# What is expected
What you should copy is the line containing "sandy beach, one point per instance." and all lines after it in the entries below, exactly and without anything added.

# Data extracts
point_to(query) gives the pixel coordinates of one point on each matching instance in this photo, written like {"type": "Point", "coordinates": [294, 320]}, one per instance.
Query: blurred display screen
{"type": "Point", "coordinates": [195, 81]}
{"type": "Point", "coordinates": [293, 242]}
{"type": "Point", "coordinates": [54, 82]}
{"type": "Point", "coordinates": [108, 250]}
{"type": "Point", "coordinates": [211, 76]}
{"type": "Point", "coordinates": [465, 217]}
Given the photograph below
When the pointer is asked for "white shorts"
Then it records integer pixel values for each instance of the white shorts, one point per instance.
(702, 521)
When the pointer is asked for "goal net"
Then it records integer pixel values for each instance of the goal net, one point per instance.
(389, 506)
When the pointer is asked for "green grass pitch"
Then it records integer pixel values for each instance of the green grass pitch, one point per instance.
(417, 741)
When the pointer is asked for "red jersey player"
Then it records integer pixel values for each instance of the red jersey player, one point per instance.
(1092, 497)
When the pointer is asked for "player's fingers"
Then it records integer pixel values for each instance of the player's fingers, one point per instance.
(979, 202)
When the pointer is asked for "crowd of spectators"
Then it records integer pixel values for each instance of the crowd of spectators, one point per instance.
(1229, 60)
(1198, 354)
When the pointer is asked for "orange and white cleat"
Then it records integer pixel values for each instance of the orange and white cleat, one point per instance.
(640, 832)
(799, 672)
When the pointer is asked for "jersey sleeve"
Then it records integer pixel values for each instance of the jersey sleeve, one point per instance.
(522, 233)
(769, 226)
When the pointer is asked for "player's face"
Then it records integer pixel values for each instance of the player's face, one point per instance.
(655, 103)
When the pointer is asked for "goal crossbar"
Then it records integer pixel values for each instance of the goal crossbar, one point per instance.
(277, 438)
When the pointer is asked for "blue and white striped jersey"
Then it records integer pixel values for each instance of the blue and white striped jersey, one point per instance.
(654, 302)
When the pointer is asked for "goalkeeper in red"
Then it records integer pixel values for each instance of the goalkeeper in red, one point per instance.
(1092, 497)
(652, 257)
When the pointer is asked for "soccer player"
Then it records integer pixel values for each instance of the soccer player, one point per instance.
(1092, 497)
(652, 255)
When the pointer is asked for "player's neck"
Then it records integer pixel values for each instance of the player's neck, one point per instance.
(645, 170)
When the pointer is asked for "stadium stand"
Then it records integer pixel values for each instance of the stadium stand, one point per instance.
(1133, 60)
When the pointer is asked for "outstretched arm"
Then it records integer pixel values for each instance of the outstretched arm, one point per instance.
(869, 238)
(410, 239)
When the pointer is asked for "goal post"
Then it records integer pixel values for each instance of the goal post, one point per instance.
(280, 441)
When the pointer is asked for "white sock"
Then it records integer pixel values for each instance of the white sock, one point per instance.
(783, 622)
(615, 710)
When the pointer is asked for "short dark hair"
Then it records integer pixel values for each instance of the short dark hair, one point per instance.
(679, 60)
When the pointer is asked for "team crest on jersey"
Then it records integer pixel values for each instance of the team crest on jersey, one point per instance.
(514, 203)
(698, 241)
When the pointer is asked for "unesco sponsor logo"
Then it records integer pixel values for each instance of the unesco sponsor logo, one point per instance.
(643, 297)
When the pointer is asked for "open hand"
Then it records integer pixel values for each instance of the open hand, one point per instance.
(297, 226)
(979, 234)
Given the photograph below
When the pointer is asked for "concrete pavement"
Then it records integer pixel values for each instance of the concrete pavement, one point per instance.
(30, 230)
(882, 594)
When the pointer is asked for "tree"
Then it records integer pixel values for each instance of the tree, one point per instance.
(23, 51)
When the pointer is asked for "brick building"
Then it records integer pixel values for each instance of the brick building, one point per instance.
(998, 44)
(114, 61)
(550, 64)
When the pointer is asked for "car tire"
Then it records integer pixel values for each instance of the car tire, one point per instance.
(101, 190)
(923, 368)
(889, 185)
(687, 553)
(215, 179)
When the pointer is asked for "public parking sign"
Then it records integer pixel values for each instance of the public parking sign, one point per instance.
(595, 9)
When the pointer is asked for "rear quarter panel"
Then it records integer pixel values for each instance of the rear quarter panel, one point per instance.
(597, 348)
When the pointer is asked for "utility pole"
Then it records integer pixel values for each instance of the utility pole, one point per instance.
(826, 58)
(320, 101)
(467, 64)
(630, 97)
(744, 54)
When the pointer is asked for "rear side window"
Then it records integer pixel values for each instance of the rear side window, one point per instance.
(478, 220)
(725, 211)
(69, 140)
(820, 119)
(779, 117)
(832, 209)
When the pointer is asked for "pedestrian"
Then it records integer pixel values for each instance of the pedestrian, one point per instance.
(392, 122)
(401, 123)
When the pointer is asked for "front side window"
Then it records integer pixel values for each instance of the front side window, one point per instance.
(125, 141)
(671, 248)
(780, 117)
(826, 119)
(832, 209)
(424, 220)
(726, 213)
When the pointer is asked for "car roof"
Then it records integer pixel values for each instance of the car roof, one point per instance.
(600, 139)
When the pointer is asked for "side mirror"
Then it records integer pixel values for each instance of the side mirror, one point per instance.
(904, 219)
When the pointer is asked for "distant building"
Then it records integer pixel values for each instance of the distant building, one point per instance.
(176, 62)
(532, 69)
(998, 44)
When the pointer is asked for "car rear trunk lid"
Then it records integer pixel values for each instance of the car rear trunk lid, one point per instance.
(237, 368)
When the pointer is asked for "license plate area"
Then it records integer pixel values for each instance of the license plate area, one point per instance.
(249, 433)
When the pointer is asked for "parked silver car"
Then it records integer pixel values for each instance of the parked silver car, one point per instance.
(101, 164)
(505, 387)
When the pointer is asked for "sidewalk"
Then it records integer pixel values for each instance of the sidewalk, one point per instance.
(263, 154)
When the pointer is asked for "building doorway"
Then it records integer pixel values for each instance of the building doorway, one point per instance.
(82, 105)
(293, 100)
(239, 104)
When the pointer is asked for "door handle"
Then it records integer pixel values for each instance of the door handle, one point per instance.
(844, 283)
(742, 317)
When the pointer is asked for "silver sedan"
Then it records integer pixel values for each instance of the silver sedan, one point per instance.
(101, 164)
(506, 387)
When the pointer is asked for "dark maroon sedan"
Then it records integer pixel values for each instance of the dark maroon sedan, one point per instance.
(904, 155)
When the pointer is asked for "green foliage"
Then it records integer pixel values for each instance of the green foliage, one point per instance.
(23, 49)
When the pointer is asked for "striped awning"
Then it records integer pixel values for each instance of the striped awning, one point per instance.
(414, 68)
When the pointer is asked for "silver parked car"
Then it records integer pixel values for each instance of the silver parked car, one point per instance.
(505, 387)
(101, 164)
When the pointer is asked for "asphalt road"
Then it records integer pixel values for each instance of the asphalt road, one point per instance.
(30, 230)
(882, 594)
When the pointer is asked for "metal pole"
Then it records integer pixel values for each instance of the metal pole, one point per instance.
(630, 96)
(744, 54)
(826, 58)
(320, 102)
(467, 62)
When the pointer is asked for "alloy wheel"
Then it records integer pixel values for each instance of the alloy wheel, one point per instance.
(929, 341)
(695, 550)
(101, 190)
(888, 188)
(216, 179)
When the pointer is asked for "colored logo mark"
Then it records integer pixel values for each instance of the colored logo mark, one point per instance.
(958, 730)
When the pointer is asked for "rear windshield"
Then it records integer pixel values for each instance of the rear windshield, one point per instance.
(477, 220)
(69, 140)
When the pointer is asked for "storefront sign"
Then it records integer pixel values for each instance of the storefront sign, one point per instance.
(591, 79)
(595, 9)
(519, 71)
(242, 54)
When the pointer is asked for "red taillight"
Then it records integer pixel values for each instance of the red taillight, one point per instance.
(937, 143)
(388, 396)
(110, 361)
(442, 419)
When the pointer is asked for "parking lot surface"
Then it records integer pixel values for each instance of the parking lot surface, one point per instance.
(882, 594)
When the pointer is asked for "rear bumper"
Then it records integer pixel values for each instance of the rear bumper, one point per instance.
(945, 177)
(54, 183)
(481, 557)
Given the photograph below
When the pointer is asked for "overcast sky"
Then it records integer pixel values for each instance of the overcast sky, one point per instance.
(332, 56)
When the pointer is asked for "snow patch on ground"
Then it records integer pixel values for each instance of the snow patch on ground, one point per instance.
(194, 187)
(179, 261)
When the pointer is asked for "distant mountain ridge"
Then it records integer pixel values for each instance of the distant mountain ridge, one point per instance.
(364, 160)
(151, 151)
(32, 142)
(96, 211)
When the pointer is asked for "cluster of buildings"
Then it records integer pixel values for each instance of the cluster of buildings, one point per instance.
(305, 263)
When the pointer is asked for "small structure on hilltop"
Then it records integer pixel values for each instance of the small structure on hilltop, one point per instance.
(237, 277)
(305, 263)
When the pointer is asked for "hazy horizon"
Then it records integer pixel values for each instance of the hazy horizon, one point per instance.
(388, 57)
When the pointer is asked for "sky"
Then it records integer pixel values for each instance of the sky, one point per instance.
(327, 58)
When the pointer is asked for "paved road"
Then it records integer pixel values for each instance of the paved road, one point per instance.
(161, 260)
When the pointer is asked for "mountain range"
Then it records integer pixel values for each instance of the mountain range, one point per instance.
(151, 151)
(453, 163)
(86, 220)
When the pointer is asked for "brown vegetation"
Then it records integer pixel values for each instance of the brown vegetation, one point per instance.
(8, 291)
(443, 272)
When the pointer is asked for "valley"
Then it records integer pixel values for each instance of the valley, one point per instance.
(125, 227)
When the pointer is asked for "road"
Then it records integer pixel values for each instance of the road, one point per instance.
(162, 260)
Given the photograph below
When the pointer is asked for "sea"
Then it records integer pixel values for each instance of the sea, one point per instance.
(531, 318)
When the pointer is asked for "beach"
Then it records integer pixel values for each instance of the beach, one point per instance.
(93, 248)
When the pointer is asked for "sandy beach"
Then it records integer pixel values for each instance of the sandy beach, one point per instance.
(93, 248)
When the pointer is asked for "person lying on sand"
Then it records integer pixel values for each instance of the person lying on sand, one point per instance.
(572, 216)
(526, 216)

# Response to this exercise
Then it records integer pixel values for each instance of the sandy beach, one point per instance.
(93, 248)
When the pointer is asked for "person lying on sand"
Then it records integer pixel values for each instance of the person lying on sand, one point per instance.
(572, 216)
(526, 216)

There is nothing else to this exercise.